[Boundary labeling entries]
* * * *

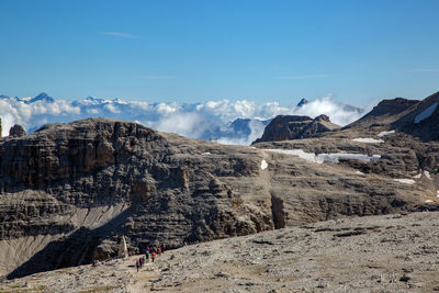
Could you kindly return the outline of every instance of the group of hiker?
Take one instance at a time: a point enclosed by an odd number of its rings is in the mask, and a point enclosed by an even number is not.
[[[153,246],[153,247],[146,247],[145,253],[136,260],[136,269],[142,269],[146,262],[151,260],[154,262],[156,260],[157,256],[160,256],[165,251],[165,246]]]

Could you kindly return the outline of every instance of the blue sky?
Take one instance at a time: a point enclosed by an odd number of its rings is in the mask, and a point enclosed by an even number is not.
[[[156,102],[421,99],[439,1],[0,1],[0,93]]]

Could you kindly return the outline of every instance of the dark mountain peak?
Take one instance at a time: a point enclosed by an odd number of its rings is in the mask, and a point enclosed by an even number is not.
[[[439,140],[438,105],[439,92],[436,92],[410,108],[392,126],[421,140]]]
[[[278,115],[267,125],[262,137],[256,139],[255,143],[313,137],[318,133],[329,132],[339,127],[331,123],[325,114],[314,120],[309,116]]]
[[[314,120],[318,121],[318,122],[320,122],[320,121],[330,122],[329,116],[325,115],[325,114],[320,114],[320,115],[316,116]]]
[[[55,99],[49,97],[47,93],[42,92],[38,95],[36,95],[35,98],[31,99],[29,101],[29,103],[34,103],[34,102],[37,102],[37,101],[44,101],[44,102],[53,103],[53,102],[55,102]]]

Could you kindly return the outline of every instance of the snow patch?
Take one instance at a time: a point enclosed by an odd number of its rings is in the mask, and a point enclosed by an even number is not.
[[[416,183],[415,180],[413,180],[413,179],[406,179],[406,178],[404,178],[404,179],[397,179],[397,178],[395,178],[395,179],[393,179],[393,181],[396,181],[396,182],[399,182],[399,183],[404,183],[404,184],[410,184],[410,185]]]
[[[435,113],[437,106],[438,106],[438,102],[432,103],[429,108],[424,110],[423,113],[420,113],[419,115],[417,115],[415,117],[415,123],[419,123],[423,120],[426,120],[429,116],[431,116],[431,114]]]
[[[363,162],[369,162],[371,160],[378,160],[381,158],[380,155],[368,156],[363,154],[347,154],[347,153],[333,153],[333,154],[312,154],[306,153],[303,149],[266,149],[267,151],[286,154],[292,156],[297,156],[311,162],[323,164],[325,161],[338,164],[340,159],[345,160],[360,160]]]
[[[262,160],[262,161],[261,161],[261,169],[264,170],[264,169],[267,169],[267,167],[268,167],[267,161],[266,161],[266,160]]]
[[[381,132],[381,133],[378,134],[378,137],[383,137],[383,136],[386,136],[386,135],[390,135],[390,134],[394,134],[394,133],[395,133],[395,131]]]
[[[375,139],[375,138],[370,138],[370,137],[367,137],[367,138],[353,138],[352,140],[353,142],[358,142],[358,143],[364,143],[364,144],[381,144],[381,143],[384,143],[383,139]]]

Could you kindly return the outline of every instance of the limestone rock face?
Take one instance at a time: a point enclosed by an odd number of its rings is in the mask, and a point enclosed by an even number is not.
[[[439,92],[431,94],[408,113],[392,123],[401,132],[419,137],[424,142],[439,140]]]
[[[10,277],[105,259],[116,253],[121,235],[142,249],[271,229],[271,198],[258,182],[261,159],[248,147],[110,120],[3,138],[0,241],[59,238]]]
[[[25,135],[26,135],[26,132],[24,131],[23,126],[21,126],[19,124],[13,125],[9,129],[9,136],[21,137],[21,136],[25,136]]]
[[[299,117],[289,132],[315,135],[326,123],[324,115]],[[89,119],[4,137],[0,273],[15,278],[114,257],[122,235],[133,253],[157,243],[172,247],[409,211],[435,200],[438,145],[405,133],[375,144],[352,139],[360,132],[378,135],[383,129],[324,132],[318,139],[248,147]],[[317,162],[268,149],[301,149],[308,158],[342,153],[374,159],[345,156]]]
[[[314,120],[308,116],[278,115],[263,131],[260,142],[278,142],[313,137],[316,134],[329,132],[340,126],[330,122],[327,115],[319,115]]]

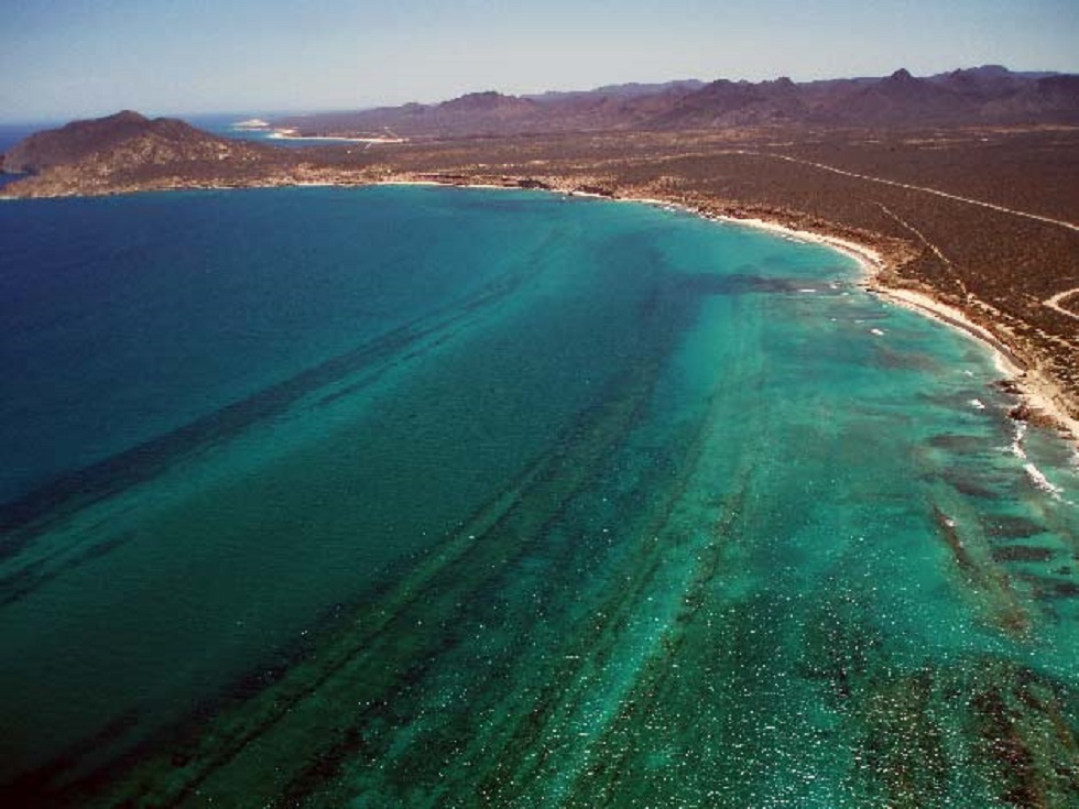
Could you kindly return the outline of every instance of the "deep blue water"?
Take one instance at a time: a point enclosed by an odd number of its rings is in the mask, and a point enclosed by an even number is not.
[[[855,280],[551,194],[0,204],[0,802],[1066,806],[1075,451]]]

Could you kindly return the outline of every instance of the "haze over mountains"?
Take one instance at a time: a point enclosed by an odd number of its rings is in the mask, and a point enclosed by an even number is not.
[[[301,134],[504,135],[610,129],[713,127],[925,127],[1079,123],[1079,76],[987,65],[916,78],[796,84],[718,79],[618,85],[581,92],[473,92],[434,105],[287,118]]]

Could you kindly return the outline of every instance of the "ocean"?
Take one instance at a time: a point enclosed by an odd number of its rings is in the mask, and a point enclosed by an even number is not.
[[[1073,797],[1075,450],[848,256],[404,186],[0,236],[3,806]]]

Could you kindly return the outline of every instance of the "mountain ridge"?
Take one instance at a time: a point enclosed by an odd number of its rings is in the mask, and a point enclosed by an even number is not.
[[[718,78],[512,96],[488,90],[438,103],[291,117],[306,135],[392,130],[407,138],[492,136],[597,130],[678,130],[775,124],[844,127],[1079,123],[1079,75],[982,65],[916,77],[795,83]]]

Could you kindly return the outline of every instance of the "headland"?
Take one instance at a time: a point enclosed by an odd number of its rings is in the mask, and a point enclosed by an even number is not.
[[[623,99],[623,118],[590,124],[568,111],[579,98],[541,109],[498,94],[360,113],[351,129],[340,116],[266,122],[316,139],[303,149],[123,112],[10,150],[7,171],[29,176],[3,196],[422,182],[645,200],[781,228],[854,251],[869,291],[987,342],[1028,397],[1015,416],[1079,440],[1079,103],[1068,101],[1079,77],[1027,87],[1012,74],[1029,97],[1014,108],[998,99],[994,120],[956,88],[999,81],[999,70],[959,73],[897,72],[827,97],[793,83],[668,87],[656,92],[669,108]],[[802,106],[780,114],[792,87]],[[633,123],[626,109],[654,114]],[[840,113],[821,121],[822,109]],[[581,131],[565,131],[574,121]]]

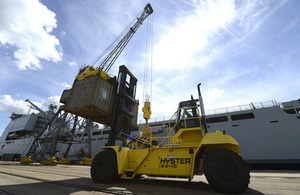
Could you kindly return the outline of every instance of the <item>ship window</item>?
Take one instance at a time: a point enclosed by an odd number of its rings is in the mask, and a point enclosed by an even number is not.
[[[101,131],[93,132],[93,135],[101,135]]]
[[[228,121],[227,116],[219,116],[219,117],[213,117],[213,118],[207,118],[207,123],[219,123],[219,122],[226,122]]]
[[[235,114],[235,115],[231,115],[231,119],[233,121],[237,121],[237,120],[245,120],[245,119],[252,119],[254,118],[254,114],[253,113],[245,113],[245,114]]]
[[[296,111],[294,109],[286,109],[286,110],[283,110],[283,111],[288,113],[288,114],[296,114]]]

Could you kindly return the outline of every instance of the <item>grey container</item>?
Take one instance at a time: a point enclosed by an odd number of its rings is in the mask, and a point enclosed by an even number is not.
[[[74,81],[65,111],[110,126],[114,84],[100,75]]]

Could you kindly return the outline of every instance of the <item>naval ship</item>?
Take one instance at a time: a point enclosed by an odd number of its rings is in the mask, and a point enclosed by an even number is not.
[[[49,112],[51,113],[51,112]],[[168,125],[174,120],[152,119],[154,137],[167,136]],[[0,138],[0,156],[13,154],[22,158],[34,140],[34,134],[42,128],[45,116],[41,114],[12,114],[11,121]],[[267,101],[234,107],[207,110],[208,132],[222,131],[231,135],[240,145],[240,153],[250,165],[295,165],[300,167],[300,99],[277,103]],[[144,124],[139,124],[141,132]],[[109,128],[91,130],[91,156],[107,143]],[[78,133],[84,141],[87,134]],[[62,157],[67,144],[58,143],[58,157]],[[74,147],[82,147],[77,144]],[[75,148],[76,150],[76,148]],[[72,159],[71,159],[72,160]]]
[[[12,113],[10,122],[0,137],[0,159],[15,160],[26,156],[36,135],[55,114],[56,106],[50,104],[44,111],[26,100],[38,113]],[[30,108],[31,109],[31,108]]]

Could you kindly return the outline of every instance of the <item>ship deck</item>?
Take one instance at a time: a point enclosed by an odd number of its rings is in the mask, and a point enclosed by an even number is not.
[[[219,194],[205,176],[187,179],[147,177],[94,183],[89,166],[21,165],[0,161],[0,194]],[[243,194],[299,194],[300,171],[251,171],[249,188]]]

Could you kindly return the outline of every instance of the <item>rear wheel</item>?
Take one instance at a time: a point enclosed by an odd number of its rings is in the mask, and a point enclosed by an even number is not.
[[[219,148],[204,159],[204,174],[208,183],[223,193],[241,193],[250,182],[249,169],[243,159],[231,150]]]
[[[91,176],[96,183],[109,183],[119,178],[114,151],[105,150],[96,155],[91,166]]]

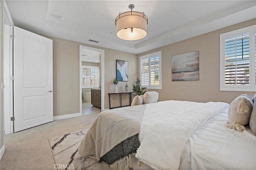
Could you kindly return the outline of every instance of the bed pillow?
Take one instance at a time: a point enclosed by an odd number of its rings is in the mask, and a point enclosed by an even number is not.
[[[143,95],[143,104],[156,103],[158,99],[158,93],[156,92],[147,92]]]
[[[143,95],[137,95],[133,98],[131,106],[143,104]]]
[[[236,98],[228,108],[228,123],[226,126],[239,131],[244,130],[244,125],[249,123],[253,104],[247,95],[242,95]]]
[[[256,135],[256,94],[252,98],[252,100],[254,103],[253,104],[253,108],[251,117],[250,118],[249,125],[251,130],[254,134]]]

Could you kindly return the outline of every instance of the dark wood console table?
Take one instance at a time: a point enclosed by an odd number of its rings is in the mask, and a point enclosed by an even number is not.
[[[114,108],[122,107],[125,106],[130,106],[132,104],[132,94],[133,93],[132,92],[121,92],[120,93],[110,93],[108,94],[108,102],[109,102],[109,109],[112,109]],[[122,94],[129,94],[129,105],[122,106]],[[110,95],[112,94],[119,94],[119,100],[120,101],[120,106],[114,107],[111,107],[111,104],[110,103]]]

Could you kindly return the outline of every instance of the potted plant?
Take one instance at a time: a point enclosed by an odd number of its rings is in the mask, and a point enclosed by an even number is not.
[[[135,84],[132,84],[132,90],[134,92],[134,95],[142,95],[147,91],[144,90],[147,88],[145,87],[140,86],[140,80],[139,78],[137,78],[135,81]]]
[[[116,87],[115,87],[115,93],[118,93],[118,89],[117,88],[117,84],[119,83],[119,80],[118,78],[117,78],[117,77],[115,77],[113,80],[113,84],[116,85]]]

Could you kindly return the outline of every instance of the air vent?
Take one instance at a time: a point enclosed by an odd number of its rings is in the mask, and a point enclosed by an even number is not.
[[[92,42],[92,43],[99,43],[100,41],[98,41],[94,40],[93,39],[89,39],[88,40],[88,41]]]

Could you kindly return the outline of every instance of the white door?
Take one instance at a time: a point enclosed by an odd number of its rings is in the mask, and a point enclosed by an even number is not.
[[[52,40],[14,27],[14,131],[53,120]]]

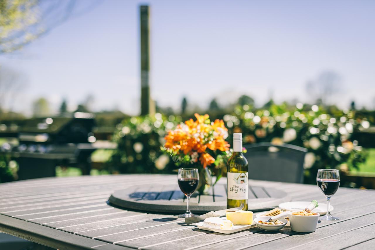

* * * *

▸ WORK TO BE COMPLETED
Copy out the lines above, beginning at the line containing "the blue sky?" and ending at the line containing "[[[156,102],[421,99],[439,1],[0,1],[0,93]]]", with both of those lines included.

▸ ANSWER FOR THIS EXERCISE
Could you kindly return the outline of every instance of the blue sky?
Take one instance at a time: a point enclosed by an odd number of its rings is in the mask, and a point enclosed by an even number is not.
[[[156,102],[421,99],[439,1],[0,1],[0,93]]]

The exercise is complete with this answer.